• [REQUIRED ACTION] Determine how many lines in the entries below include "each". The reply should be that number and nothing else.

(DATA EXTRACT Opens)

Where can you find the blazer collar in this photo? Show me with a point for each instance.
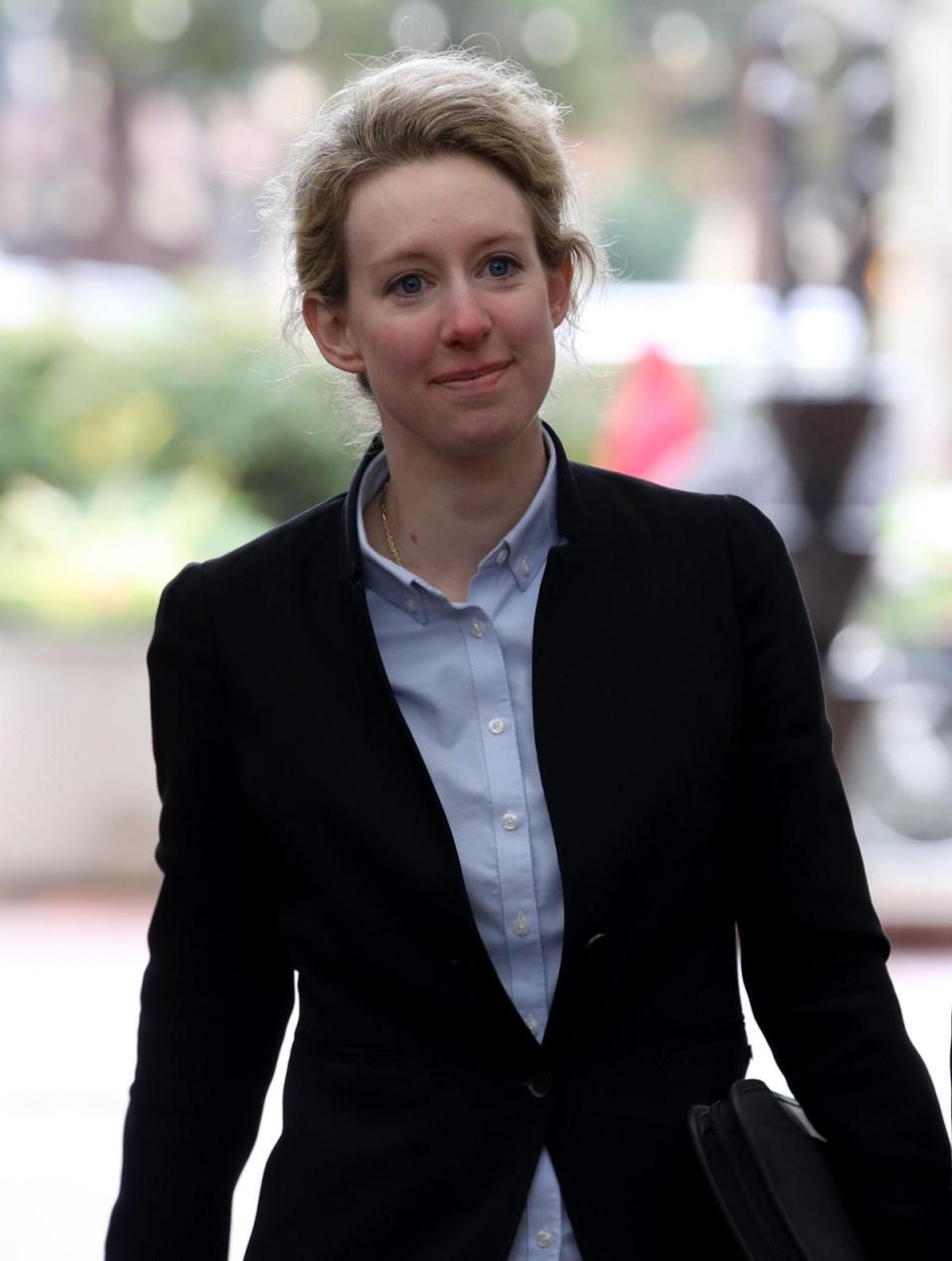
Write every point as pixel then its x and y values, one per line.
pixel 567 503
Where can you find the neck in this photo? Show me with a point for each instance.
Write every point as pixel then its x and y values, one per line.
pixel 445 515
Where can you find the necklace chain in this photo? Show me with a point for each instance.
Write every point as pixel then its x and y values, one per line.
pixel 387 531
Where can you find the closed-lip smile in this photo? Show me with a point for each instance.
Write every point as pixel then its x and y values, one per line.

(DATA EXTRACT Closes)

• [SOLUTION TO THIS PROBLEM] 4